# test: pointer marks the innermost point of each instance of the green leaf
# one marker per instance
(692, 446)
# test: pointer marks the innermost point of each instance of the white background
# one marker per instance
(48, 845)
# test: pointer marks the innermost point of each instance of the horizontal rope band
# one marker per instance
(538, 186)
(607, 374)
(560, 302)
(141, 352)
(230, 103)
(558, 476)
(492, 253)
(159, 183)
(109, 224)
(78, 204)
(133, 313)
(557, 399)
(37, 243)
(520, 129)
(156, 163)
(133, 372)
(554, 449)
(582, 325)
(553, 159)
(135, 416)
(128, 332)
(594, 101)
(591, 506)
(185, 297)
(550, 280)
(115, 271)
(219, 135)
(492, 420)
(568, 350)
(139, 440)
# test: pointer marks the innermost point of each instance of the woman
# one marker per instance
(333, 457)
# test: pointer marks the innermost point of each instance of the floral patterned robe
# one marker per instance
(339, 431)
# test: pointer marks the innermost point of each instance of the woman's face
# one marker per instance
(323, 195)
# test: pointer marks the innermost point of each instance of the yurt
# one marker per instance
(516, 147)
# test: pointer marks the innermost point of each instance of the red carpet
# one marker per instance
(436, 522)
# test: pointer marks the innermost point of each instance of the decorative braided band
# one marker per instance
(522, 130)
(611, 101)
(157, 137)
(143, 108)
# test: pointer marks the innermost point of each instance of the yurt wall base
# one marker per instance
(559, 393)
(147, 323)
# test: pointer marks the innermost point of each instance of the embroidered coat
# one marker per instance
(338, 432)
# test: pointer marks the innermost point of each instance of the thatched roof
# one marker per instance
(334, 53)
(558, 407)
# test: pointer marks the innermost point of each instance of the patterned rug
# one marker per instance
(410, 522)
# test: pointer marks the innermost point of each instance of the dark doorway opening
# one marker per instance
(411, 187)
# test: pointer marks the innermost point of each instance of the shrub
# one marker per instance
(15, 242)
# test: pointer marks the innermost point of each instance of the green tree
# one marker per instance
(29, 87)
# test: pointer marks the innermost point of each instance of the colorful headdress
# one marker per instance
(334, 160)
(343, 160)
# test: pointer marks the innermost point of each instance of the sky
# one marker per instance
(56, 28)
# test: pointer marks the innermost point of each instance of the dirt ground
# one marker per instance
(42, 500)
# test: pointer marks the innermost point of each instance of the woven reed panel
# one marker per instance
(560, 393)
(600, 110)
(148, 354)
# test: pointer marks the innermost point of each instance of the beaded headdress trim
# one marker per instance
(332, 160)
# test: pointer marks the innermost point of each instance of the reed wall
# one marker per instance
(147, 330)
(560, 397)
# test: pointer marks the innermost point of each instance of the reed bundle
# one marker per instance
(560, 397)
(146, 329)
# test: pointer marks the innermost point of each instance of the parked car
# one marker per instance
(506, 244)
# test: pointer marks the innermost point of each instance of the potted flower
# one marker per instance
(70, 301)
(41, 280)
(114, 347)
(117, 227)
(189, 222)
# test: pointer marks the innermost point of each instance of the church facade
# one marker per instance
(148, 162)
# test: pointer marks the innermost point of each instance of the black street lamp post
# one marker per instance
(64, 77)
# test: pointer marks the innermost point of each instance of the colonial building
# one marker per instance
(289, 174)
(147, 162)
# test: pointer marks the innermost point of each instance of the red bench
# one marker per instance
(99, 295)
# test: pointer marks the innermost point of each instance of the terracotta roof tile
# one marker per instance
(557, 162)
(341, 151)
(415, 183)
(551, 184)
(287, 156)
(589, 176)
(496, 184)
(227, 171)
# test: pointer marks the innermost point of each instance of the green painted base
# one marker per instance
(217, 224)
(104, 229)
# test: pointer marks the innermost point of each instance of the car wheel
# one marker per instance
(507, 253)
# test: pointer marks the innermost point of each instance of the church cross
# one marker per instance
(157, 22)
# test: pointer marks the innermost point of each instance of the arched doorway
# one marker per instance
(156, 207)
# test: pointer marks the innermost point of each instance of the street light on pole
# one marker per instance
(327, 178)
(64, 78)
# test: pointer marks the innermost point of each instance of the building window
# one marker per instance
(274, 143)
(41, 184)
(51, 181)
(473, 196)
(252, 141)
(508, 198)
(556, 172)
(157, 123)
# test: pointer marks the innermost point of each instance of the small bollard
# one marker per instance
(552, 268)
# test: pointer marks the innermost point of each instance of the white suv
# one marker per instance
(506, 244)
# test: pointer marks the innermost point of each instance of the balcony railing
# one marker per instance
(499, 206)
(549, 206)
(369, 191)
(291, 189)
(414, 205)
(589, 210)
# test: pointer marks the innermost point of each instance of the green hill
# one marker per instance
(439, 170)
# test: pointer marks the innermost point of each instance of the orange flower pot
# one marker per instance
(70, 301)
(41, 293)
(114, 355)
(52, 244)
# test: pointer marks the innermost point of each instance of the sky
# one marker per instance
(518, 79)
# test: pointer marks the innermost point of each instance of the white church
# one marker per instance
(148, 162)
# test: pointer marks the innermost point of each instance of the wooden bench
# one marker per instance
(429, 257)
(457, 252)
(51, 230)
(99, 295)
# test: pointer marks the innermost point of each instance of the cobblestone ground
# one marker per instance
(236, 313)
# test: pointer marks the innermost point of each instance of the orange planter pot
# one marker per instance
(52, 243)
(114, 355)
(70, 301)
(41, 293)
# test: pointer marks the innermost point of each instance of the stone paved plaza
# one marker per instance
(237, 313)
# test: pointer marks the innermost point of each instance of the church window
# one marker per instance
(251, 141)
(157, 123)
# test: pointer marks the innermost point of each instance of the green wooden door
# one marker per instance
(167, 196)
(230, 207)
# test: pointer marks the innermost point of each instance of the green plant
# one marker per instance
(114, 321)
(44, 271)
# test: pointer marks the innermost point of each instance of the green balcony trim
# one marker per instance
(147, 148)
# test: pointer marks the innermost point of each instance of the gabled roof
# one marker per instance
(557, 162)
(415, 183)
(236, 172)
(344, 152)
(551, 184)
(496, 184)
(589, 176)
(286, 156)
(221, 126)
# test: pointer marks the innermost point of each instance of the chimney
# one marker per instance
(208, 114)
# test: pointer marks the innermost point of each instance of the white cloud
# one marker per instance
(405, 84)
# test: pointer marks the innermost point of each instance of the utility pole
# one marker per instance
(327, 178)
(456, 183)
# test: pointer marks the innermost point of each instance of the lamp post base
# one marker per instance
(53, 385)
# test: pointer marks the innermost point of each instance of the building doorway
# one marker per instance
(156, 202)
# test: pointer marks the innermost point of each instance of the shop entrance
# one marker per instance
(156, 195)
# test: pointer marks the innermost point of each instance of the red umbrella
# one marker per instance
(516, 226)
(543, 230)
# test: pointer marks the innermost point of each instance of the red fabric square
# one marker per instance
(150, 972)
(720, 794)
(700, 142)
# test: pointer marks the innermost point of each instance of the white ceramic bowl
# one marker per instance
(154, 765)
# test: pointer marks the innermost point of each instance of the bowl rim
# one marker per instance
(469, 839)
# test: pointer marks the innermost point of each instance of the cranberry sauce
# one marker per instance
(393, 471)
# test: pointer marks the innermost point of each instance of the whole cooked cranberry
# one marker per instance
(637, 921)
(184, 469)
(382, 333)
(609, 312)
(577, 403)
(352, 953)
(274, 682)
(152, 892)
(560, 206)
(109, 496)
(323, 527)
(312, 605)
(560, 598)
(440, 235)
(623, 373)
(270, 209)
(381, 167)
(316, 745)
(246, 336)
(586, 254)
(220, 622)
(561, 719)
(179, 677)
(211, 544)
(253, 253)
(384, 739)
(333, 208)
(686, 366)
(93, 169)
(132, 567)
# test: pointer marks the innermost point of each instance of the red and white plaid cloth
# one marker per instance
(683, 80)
━━━━━━━━━━
Requirements – Please repeat the listing exactly, with nothing left out.

Expected answer –
# test: pointer marks the innermost point of each instance of the green leaf
# one marker per instance
(692, 446)
# test: pointer marks the innermost point of each instance of the white background
# one marker per instance
(48, 845)
# test: pointer marks the innermost point of each instance of the horizontal rope band
# one marker per instance
(538, 186)
(607, 374)
(560, 302)
(141, 352)
(230, 103)
(558, 476)
(492, 253)
(159, 183)
(109, 224)
(78, 204)
(133, 313)
(557, 399)
(37, 243)
(520, 129)
(156, 163)
(133, 372)
(554, 449)
(582, 325)
(553, 159)
(135, 416)
(128, 332)
(594, 101)
(591, 506)
(185, 297)
(550, 280)
(115, 271)
(219, 135)
(492, 420)
(568, 350)
(139, 440)
# test: pointer marks the innermost point of each instance of the woman
# one marker per instance
(333, 457)
# test: pointer marks the innermost point of each instance of the floral patterned robe
# one marker per instance
(339, 431)
# test: pointer marks the innermost point of each instance of the woman's face
# one marker per instance
(323, 195)
# test: pointer marks the innermost point of each instance of the yurt
# one marker per instance
(516, 147)
# test: pointer marks the innermost point of each instance of the red carpet
# one marker per instance
(436, 522)
# test: pointer marks the innermost point of each instance of the decorative braided band
# one marker per instance
(522, 130)
(611, 101)
(157, 137)
(143, 108)
# test: pointer marks the innermost point of each instance of the yurt wall base
# one marker per instance
(559, 393)
(147, 323)
# test: pointer marks the innermost point of each instance of the embroidered coat
# one marker per instance
(338, 432)
# test: pointer marks the innermost point of each instance of the thatched roof
# one marker per instance
(334, 53)
(558, 407)
# test: pointer marks the innermost point of each instance of the patterned rug
# one marker per instance
(410, 522)
# test: pointer marks the innermost point of each instance of the dark doorway opening
# one marker per instance
(411, 187)
# test: pointer marks the innermost point of each instance of the shrub
# one marker per instance
(15, 242)
# test: pointer marks the innermost point of each instance of the green tree
# one marker per instance
(29, 87)
# test: pointer marks the innermost point of each instance of the colorful headdress
# one marker per instance
(334, 160)
(343, 160)
# test: pointer marks the innermost point of each instance of the sky
# one marker per instance
(56, 28)
# test: pointer marks the innermost point of each instance of the dirt ground
# one marker per instance
(42, 500)
# test: pointer marks the innermost point of each instance of the woven reed panel
# one marker per instance
(560, 393)
(600, 110)
(148, 354)
# test: pointer marks the innermost point of each instance of the beaded headdress trim
# one marker per instance
(332, 160)
# test: pointer marks the innermost point of each instance of the reed wall
# one marker per instance
(147, 330)
(560, 397)
# test: pointer marks the innermost point of each instance of the reed bundle
# one marker per instance
(560, 397)
(146, 329)
# test: pointer marks the innermost point of each instance of the parked car
# one marker per instance
(506, 244)
# test: pointer marks the innermost point of each instance of the potted flower
# one marker per instance
(70, 301)
(41, 280)
(114, 347)
(117, 227)
(189, 222)
# test: pointer marks the innermost point of each instance of the church facade
# one marker per instance
(148, 162)
# test: pointer marks the innermost point of each instance of the black street lamp post
# one marker per instance
(64, 77)
# test: pointer marks the innermost point of each instance of the colonial building
# one marker per instance
(289, 174)
(147, 162)
# test: pointer marks the innermost point of each instance of the red bench
# one marker per instance
(99, 295)
# test: pointer marks the innermost point of each instance of the terracotta roof tile
# one marker per instance
(557, 162)
(341, 151)
(415, 183)
(551, 184)
(287, 156)
(589, 176)
(496, 184)
(227, 171)
# test: pointer marks the innermost point of each instance of the green painted base
# one marker per instance
(217, 224)
(104, 229)
# test: pointer marks the innermost point of each instance of the car wheel
# one marker per instance
(507, 253)
# test: pointer marks the innermost point of each instance of the church cross
# one marker per instance
(157, 22)
# test: pointer marks the innermost point of each instance of the arched doorway
# one marker per instance
(156, 207)
# test: pointer marks the innermost point of each instance of the street light on pole
# one marker per instance
(327, 178)
(64, 78)
# test: pointer marks the innermost point of each instance of the building window
# one marker per instance
(274, 143)
(41, 184)
(51, 181)
(473, 196)
(252, 141)
(508, 198)
(556, 172)
(157, 123)
# test: pointer marks the innermost point of each instance of the small bollard
# one marker per instance
(552, 268)
# test: pointer marks the innermost point of each instance of the white suv
# one marker per instance
(506, 244)
# test: pointer marks the innermost point of each instance of the balcony railing
# one marker per instance
(499, 206)
(549, 206)
(369, 191)
(291, 189)
(414, 205)
(589, 210)
# test: pointer marks the innermost point of each instance of the green hill
# one marker per instance
(439, 170)
# test: pointer marks the innermost point of each instance of the orange flower pot
# one marker per instance
(70, 301)
(41, 293)
(114, 355)
(52, 244)
# test: pointer marks the innermost point of each instance of the sky
# one marker per instance
(518, 79)
# test: pointer marks the innermost point of each instance of the white church
# one marker per instance
(148, 162)
# test: pointer marks the innermost point of each instance of the wooden bench
# one marker per instance
(429, 257)
(457, 252)
(51, 230)
(99, 295)
# test: pointer marks the innermost point of each instance of the cobblestone ground
# one marker per instance
(236, 313)
# test: pointer marks the innermost point of each instance of the orange planter pot
# one marker per instance
(52, 243)
(114, 355)
(70, 301)
(41, 293)
# test: pointer marks the innermost point of each instance of the stone paved plaza
# one marker per instance
(237, 313)
# test: pointer marks the innermost point of each instance of the church window
# one marker per instance
(251, 141)
(157, 123)
# test: pointer marks the innermost point of each instance of the green wooden door
# one marker per instance
(167, 196)
(230, 207)
# test: pointer marks the innermost point of each instance of the green plant
# one marker per instance
(114, 321)
(44, 271)
# test: pointer marks the innermost point of each instance of the green balcony trim
# one marker per instance
(147, 148)
# test: pointer marks the innermost point of each instance of the gabled roof
# one marker per instance
(557, 162)
(415, 183)
(236, 172)
(344, 152)
(551, 184)
(496, 184)
(589, 176)
(286, 156)
(221, 126)
# test: pointer marks the innermost point of each instance of the chimney
# one marker per instance
(208, 114)
# test: pointer marks the innermost point of each instance of the white cloud
# one marker per instance
(405, 84)
# test: pointer marks the innermost point of each instance of the utility pole
# one marker per instance
(327, 178)
(456, 183)
# test: pointer marks the innermost point of each instance of the lamp post base
# one marker per instance
(53, 385)
# test: pointer marks the innermost point of each instance of the building doorway
# one marker per instance
(156, 202)
# test: pointer marks the innermost point of each instance of the shop entrance
# one marker per instance
(156, 195)
# test: pointer marks the innermost point of each instance of the red umbrella
# one marker per instance
(516, 226)
(543, 230)
# test: pointer marks the innermost point of each instance of the red fabric square
# one marker per instance
(150, 972)
(720, 794)
(700, 142)
# test: pointer marks the innermost point of each instance of the white ceramic bowl
# one marker per instance
(154, 765)
# test: pointer marks the innermost point of each instance of the bowl rim
# one marker per instance
(469, 839)
# test: pointer marks the innermost point of each instance of the cranberry sauce
# one marker per instance
(393, 471)
# test: pointer marks the innermost point of each instance of the whole cooked cranberry
# one marker per instance
(637, 921)
(184, 469)
(382, 333)
(609, 312)
(577, 403)
(352, 953)
(274, 682)
(152, 892)
(560, 206)
(109, 496)
(323, 527)
(312, 605)
(560, 598)
(440, 235)
(623, 373)
(270, 209)
(381, 167)
(316, 745)
(246, 336)
(586, 254)
(220, 622)
(561, 719)
(179, 677)
(211, 544)
(253, 253)
(384, 739)
(333, 208)
(686, 366)
(93, 169)
(132, 567)
# test: pointer marks the innermost point of each instance of the red and white plaid cloth
# one marker per instance
(683, 80)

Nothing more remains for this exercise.